Begin Stored data

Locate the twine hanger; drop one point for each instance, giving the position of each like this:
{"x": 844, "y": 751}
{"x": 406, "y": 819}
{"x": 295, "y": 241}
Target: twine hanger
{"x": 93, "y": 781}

End Stored data
Begin Stored data

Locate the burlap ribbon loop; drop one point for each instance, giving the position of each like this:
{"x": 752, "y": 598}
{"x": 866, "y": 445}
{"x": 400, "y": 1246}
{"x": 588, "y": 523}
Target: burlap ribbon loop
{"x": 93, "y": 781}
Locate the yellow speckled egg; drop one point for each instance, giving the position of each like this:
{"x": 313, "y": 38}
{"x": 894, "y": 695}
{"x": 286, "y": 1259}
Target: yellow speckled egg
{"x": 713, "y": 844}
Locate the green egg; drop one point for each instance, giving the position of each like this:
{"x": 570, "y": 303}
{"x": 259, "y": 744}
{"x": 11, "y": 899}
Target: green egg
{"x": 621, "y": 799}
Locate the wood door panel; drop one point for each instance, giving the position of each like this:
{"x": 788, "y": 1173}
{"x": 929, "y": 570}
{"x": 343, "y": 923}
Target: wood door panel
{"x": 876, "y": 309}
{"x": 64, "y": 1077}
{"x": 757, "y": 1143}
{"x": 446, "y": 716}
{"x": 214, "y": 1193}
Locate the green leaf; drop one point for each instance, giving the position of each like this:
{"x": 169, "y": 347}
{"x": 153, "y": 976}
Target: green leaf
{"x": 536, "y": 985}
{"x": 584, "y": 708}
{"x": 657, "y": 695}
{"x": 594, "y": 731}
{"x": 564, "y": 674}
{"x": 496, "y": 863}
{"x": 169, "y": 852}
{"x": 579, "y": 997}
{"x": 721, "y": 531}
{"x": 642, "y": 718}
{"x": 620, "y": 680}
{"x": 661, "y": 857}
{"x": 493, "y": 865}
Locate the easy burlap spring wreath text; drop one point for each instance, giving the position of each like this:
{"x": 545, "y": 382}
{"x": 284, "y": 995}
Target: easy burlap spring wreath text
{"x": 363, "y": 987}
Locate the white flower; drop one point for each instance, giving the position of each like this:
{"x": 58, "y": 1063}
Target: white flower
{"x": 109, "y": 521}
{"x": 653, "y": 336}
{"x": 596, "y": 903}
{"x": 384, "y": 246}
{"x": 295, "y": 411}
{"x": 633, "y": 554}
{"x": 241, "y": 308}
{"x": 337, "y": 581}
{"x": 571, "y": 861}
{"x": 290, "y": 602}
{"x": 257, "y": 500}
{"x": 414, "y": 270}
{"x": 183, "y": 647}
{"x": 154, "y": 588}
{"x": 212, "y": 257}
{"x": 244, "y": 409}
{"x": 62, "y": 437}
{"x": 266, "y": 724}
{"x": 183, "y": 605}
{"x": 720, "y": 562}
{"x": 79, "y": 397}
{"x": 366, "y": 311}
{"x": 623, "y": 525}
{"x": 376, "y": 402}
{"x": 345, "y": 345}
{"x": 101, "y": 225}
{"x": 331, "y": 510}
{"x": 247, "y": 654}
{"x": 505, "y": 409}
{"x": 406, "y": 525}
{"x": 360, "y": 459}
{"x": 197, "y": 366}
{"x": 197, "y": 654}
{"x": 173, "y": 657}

End Stored data
Begin Stored data

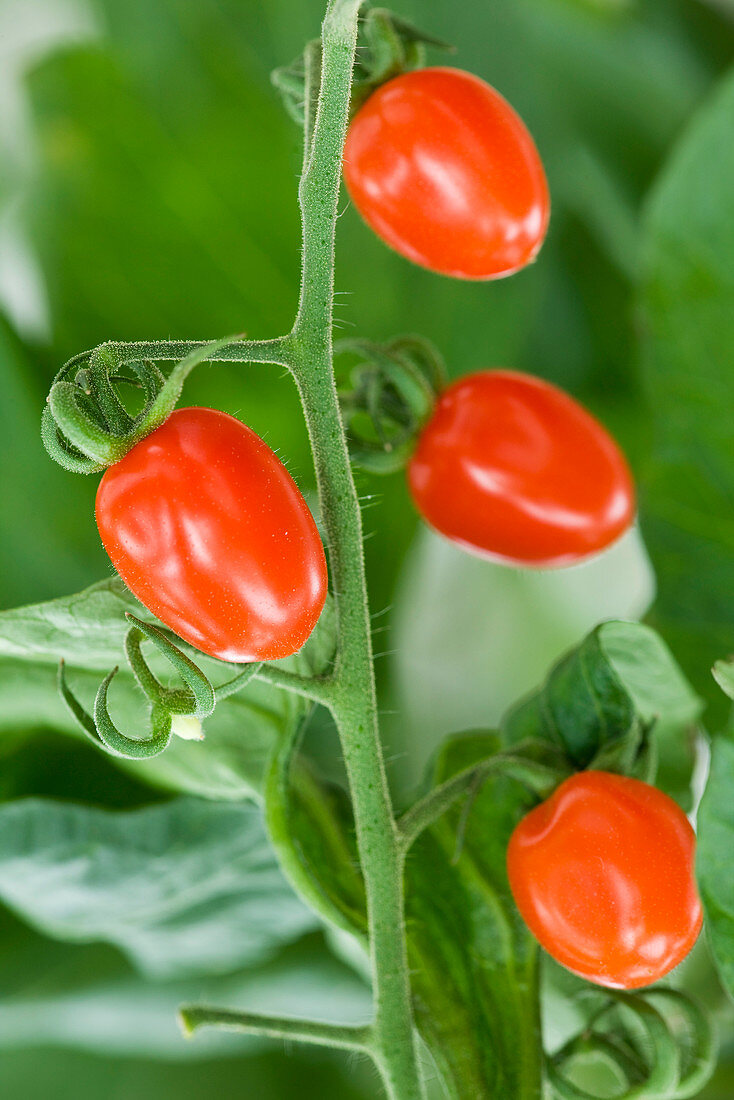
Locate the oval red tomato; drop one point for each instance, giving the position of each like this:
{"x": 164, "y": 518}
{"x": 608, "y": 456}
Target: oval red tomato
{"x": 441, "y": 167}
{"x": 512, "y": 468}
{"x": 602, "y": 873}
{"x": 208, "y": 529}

End Stored data

Count the lines in the records that contain the string "position", treating uppercase and lowercase as different. Reply with the number alone.

9